> _Problem to solve_:
Starting at the line with "Identify each instance of the wet" in it, reproduce each line below through the last one, exactly, and include nothing else.

> _Exercise data_:

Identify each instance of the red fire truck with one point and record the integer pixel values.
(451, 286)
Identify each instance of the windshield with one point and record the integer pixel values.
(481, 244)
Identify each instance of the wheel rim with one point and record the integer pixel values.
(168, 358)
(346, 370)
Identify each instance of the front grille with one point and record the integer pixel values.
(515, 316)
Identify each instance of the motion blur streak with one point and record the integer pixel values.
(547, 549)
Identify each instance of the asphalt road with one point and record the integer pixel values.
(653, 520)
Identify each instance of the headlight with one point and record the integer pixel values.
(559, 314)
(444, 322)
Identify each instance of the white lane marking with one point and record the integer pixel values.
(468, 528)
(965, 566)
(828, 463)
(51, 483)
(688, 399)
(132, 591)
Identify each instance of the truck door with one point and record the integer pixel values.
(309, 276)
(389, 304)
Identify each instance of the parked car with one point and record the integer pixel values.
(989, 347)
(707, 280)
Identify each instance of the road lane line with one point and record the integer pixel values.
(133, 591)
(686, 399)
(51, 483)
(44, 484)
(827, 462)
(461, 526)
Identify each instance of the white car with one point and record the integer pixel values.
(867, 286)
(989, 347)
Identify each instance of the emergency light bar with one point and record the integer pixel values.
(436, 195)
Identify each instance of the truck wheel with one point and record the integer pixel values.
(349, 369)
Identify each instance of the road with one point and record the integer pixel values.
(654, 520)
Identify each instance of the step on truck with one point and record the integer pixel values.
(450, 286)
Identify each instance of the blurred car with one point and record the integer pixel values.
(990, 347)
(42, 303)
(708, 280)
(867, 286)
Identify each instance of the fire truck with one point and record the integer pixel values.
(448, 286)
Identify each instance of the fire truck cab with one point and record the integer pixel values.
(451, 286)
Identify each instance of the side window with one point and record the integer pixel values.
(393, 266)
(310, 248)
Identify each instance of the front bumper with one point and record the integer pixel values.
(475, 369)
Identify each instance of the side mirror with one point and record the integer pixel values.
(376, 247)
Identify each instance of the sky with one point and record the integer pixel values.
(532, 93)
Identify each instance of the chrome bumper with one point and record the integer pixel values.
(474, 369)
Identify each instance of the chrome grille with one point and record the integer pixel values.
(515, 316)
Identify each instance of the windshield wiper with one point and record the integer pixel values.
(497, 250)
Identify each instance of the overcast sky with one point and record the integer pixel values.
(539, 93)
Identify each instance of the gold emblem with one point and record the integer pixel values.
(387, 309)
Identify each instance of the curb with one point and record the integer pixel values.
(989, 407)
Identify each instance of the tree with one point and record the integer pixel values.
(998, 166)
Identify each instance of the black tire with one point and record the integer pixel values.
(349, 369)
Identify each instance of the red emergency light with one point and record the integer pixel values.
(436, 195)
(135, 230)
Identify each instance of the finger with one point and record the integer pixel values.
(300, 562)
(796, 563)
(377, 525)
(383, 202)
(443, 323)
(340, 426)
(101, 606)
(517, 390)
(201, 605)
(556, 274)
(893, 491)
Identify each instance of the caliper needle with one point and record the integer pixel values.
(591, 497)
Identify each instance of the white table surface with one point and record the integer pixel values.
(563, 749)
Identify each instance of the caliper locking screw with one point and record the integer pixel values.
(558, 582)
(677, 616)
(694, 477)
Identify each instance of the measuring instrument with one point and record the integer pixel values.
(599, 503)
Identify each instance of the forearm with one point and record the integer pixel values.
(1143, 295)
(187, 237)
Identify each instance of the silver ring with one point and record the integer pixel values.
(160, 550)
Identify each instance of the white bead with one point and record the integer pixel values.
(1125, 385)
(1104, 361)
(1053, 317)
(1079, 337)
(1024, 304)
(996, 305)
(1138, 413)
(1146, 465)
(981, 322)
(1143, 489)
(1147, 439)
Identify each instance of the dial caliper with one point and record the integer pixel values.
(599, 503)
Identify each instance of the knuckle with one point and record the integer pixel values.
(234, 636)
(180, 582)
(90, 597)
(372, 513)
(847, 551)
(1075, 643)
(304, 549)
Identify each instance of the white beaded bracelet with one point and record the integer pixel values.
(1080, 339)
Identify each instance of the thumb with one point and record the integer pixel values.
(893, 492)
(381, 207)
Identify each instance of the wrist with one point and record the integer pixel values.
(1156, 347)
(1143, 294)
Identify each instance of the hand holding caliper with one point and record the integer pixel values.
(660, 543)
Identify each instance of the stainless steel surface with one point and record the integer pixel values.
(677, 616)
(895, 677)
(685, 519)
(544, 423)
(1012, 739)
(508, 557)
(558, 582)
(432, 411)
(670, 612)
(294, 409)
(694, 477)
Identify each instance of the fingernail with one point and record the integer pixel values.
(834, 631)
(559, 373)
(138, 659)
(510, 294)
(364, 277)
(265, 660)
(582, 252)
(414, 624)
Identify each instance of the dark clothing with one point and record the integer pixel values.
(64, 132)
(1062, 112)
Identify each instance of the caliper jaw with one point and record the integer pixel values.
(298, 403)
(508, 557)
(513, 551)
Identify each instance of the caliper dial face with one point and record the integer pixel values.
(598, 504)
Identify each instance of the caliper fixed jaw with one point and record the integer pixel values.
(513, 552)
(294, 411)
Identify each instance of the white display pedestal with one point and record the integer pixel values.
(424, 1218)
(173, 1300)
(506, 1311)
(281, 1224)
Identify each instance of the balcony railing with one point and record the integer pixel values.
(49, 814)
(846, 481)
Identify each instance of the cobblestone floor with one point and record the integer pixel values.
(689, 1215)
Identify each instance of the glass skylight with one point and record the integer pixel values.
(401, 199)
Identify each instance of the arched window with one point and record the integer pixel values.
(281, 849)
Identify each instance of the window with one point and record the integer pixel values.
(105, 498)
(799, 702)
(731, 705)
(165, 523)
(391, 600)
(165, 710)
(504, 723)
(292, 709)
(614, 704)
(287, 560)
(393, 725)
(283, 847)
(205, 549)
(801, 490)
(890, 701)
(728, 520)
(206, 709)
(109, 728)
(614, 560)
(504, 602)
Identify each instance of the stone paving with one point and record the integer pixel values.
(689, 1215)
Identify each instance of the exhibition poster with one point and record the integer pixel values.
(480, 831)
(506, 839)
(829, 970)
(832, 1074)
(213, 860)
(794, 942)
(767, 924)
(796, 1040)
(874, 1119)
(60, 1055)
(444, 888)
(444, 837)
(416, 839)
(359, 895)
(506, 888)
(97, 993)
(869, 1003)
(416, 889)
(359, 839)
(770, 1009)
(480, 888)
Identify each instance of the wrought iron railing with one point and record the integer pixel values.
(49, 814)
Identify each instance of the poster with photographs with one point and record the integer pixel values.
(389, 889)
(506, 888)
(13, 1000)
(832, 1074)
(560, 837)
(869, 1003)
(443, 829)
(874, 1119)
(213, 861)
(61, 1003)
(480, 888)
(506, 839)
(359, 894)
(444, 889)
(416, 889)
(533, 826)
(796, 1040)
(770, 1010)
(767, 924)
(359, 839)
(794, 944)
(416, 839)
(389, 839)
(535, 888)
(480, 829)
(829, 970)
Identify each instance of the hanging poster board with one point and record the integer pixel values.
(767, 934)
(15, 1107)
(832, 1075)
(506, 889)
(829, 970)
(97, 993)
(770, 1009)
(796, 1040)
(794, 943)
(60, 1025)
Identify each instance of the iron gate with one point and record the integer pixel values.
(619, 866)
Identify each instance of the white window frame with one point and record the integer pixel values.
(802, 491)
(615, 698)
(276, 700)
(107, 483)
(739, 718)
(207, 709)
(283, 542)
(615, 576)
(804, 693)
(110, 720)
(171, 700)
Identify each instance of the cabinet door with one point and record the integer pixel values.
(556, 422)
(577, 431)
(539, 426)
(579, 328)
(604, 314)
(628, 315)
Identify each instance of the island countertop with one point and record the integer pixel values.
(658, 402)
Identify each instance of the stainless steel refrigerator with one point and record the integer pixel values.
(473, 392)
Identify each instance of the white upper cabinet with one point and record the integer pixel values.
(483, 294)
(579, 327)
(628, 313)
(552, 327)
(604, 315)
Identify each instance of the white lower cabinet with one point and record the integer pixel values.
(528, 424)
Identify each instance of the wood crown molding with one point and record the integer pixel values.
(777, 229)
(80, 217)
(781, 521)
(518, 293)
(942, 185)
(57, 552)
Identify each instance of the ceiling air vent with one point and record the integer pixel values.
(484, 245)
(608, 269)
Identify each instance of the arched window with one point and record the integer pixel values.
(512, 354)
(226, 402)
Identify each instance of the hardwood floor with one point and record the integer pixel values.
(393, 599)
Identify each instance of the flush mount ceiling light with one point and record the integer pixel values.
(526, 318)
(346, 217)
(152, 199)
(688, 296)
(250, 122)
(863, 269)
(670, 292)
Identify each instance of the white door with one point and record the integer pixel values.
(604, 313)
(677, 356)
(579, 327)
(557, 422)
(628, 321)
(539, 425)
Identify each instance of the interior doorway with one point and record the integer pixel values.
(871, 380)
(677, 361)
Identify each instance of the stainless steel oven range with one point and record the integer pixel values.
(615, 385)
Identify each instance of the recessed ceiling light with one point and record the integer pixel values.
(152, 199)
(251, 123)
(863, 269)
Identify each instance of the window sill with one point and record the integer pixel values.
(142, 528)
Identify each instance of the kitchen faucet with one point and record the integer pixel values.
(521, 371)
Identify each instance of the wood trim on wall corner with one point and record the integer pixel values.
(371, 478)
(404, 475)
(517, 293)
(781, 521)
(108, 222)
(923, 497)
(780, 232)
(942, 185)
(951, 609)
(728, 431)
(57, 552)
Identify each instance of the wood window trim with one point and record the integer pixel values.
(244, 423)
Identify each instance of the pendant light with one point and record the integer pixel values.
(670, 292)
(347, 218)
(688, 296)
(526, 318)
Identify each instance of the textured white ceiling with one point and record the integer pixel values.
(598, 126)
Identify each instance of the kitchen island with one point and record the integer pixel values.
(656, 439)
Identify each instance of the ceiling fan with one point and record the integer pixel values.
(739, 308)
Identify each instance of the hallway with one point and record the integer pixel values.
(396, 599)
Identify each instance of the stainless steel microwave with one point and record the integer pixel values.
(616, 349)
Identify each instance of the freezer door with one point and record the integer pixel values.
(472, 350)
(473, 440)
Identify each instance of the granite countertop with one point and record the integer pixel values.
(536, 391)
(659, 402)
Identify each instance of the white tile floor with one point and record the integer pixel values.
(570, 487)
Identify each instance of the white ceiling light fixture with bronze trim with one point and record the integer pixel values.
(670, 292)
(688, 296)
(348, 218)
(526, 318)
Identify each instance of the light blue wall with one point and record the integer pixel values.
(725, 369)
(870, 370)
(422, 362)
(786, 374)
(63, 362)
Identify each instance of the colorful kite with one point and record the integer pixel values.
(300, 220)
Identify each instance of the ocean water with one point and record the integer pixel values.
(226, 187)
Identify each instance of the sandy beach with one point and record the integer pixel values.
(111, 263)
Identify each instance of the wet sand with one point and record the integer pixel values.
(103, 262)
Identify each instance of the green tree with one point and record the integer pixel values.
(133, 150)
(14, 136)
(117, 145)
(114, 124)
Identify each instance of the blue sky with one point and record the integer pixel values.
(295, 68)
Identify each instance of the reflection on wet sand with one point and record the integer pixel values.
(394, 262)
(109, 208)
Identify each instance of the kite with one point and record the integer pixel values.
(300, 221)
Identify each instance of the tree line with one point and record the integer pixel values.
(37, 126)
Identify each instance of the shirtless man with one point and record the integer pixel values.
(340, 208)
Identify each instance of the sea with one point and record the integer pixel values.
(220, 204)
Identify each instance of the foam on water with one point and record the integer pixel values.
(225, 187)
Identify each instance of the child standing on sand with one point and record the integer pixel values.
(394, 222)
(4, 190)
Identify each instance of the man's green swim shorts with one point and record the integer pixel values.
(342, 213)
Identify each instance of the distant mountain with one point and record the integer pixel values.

> _Response below_:
Identify each instance of the wet sand with one point and record the integer pixel values.
(103, 262)
Identify each instance of the green tree with one point and record the integer pixel values.
(133, 150)
(14, 136)
(117, 145)
(114, 124)
Identify each instance of the blue sky with one point and record the integer pixel values.
(295, 68)
Identify each instance of the reflection on wet sand with one point and record the integer pixel values.
(394, 262)
(109, 208)
Identify each instance of the kite with one point and record the integer pixel values.
(300, 221)
Identify each instance of the tree line with one point and record the integer pixel values.
(37, 126)
Identify each instance of the shirtless man with one point and record the integer pixel values.
(340, 208)
Identify each instance of the sea with one point and record the integer pixel values.
(220, 204)
Identify each instance of the foam on water with one point and record the integer pixel values.
(225, 187)
Identify each instance of the child standing on sand with one point and record the integer pixel values.
(394, 222)
(4, 190)
Identify each instance of the man's green swim shorts with one point and record the integer pixel values.
(342, 213)
Identify each instance of the distant mountain with one point and record the integer pixel values.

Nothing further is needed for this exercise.